::: Supplied data :::

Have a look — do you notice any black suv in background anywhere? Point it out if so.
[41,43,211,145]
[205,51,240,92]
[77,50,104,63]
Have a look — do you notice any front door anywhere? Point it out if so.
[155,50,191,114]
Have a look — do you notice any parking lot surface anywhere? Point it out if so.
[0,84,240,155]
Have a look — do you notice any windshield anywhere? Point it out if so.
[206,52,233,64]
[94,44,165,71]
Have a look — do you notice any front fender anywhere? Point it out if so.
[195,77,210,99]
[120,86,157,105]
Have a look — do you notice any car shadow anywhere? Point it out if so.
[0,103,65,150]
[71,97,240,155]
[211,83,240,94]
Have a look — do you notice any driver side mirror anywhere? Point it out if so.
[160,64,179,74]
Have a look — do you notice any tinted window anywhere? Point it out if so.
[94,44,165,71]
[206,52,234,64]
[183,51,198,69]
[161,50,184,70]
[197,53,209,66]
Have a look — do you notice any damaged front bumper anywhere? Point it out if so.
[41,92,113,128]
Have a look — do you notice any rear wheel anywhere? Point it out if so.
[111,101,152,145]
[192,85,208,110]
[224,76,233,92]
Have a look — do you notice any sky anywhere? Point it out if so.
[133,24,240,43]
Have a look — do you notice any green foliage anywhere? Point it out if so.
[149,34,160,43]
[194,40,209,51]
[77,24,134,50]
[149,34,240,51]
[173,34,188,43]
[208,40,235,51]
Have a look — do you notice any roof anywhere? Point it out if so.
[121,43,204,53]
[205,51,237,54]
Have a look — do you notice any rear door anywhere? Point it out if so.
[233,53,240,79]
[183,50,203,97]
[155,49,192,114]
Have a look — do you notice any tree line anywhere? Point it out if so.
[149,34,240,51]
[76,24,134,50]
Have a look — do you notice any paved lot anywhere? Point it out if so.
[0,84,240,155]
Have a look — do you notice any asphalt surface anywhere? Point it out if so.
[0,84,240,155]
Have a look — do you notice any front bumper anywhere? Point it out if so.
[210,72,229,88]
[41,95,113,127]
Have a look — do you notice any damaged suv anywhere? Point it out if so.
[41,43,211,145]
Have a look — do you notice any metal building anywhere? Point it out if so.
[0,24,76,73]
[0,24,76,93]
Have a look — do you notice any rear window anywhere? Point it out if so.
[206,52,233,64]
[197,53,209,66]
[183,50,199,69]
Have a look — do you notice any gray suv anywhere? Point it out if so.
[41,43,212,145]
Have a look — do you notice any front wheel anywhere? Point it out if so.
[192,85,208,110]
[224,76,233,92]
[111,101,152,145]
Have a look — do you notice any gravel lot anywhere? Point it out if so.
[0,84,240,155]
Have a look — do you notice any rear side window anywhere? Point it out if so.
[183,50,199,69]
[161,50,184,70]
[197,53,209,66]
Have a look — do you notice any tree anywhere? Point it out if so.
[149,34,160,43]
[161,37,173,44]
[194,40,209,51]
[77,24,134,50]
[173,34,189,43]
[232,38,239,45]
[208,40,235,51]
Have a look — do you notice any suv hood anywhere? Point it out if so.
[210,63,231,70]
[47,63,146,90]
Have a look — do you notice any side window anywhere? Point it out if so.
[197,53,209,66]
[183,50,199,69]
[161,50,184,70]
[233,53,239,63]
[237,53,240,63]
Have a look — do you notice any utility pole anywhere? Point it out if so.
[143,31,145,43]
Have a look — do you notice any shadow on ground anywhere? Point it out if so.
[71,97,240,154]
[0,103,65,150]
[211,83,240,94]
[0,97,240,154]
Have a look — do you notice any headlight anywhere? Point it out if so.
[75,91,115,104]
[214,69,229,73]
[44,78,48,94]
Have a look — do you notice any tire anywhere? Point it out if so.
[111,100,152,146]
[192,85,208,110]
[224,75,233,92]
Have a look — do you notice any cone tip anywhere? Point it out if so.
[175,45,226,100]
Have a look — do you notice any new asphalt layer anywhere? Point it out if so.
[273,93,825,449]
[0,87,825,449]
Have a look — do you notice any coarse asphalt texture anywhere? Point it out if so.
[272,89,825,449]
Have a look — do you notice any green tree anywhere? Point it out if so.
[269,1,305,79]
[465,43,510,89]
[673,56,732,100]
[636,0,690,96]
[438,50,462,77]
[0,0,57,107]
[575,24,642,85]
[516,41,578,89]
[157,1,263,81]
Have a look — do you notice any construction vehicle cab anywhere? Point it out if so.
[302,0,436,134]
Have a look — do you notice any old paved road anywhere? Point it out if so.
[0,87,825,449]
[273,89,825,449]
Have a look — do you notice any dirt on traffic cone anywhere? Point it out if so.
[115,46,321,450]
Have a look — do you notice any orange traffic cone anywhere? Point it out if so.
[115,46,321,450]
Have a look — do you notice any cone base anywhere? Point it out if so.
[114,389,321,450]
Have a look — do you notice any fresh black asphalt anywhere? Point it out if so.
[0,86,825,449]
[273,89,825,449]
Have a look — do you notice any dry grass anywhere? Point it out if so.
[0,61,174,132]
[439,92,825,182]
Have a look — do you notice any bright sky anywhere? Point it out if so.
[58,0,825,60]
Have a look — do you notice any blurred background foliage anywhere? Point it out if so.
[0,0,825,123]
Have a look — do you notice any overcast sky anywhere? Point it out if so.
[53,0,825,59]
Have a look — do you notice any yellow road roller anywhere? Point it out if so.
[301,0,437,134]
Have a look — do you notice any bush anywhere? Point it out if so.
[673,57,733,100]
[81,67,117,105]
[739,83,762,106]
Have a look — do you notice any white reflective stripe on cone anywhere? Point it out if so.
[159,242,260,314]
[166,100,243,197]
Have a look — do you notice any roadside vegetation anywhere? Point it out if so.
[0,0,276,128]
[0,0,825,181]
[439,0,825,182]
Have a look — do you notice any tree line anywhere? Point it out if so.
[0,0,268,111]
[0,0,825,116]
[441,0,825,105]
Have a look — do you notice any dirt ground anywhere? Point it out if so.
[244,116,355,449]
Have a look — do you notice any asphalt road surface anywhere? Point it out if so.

:::

Copy out every line from the line with "Have a look — do you notice any utility" to the line with "[224,75,233,92]", shifting each bounding box coordinate in the answers up by 14 and leaving all other lines unchanged.

Have a look — do you notice any utility pole anywhere? Point it out if so.
[157,45,159,57]
Have a look — do you notice any shadow on ground anywhere? Point it out if so.
[85,111,254,168]
[14,117,79,164]
[225,97,254,108]
[14,111,254,168]
Have a look — do you notice any headlight anywhere? Point it out if so.
[89,105,129,118]
[228,83,243,87]
[58,92,62,108]
Have a look — do you notice any tire anywhere? Point it out if so.
[125,114,166,160]
[206,99,222,124]
[238,89,247,106]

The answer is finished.